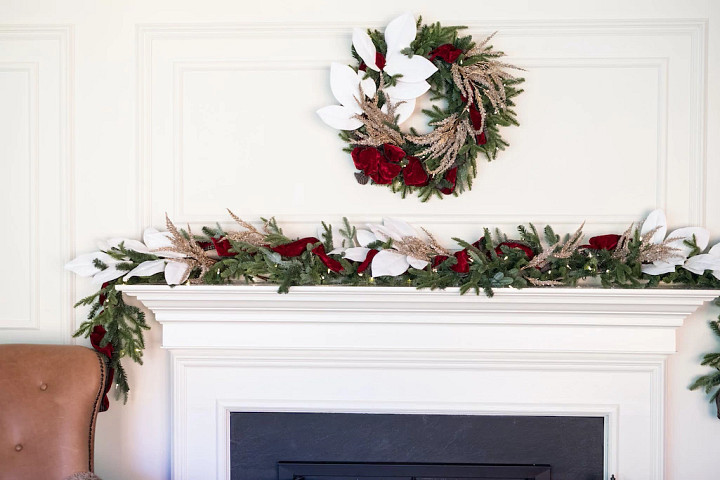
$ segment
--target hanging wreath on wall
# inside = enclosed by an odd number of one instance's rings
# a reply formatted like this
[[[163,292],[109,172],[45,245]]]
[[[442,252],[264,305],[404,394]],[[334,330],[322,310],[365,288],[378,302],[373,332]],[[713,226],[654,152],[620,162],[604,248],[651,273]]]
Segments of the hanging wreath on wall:
[[[512,107],[523,79],[489,45],[494,34],[475,43],[458,36],[463,28],[422,25],[405,13],[384,34],[354,30],[357,66],[330,67],[340,105],[317,113],[341,130],[359,183],[389,186],[403,198],[415,192],[422,201],[457,195],[472,187],[479,154],[490,161],[508,146],[500,127],[518,125]],[[426,92],[440,101],[423,110],[432,131],[401,130]]]

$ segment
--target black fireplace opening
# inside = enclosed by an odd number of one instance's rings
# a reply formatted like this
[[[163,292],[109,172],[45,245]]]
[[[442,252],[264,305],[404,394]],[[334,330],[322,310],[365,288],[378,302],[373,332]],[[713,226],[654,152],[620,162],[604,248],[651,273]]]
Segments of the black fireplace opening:
[[[230,477],[602,480],[605,428],[603,417],[232,412]]]
[[[278,480],[551,480],[550,465],[278,462]]]

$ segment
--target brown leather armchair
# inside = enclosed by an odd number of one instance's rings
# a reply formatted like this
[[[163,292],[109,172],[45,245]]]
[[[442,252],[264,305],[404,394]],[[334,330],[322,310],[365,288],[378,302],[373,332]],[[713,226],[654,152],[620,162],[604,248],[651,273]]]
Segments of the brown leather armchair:
[[[92,472],[103,358],[80,346],[0,345],[0,480]]]

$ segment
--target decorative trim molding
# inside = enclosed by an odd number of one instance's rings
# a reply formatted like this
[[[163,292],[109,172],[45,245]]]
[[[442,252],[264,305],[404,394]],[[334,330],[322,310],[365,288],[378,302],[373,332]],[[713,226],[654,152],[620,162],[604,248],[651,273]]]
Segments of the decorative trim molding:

Problem => In the listing, count the lines that contain the word "target", then give the number and nothing more.

Exercise response => 4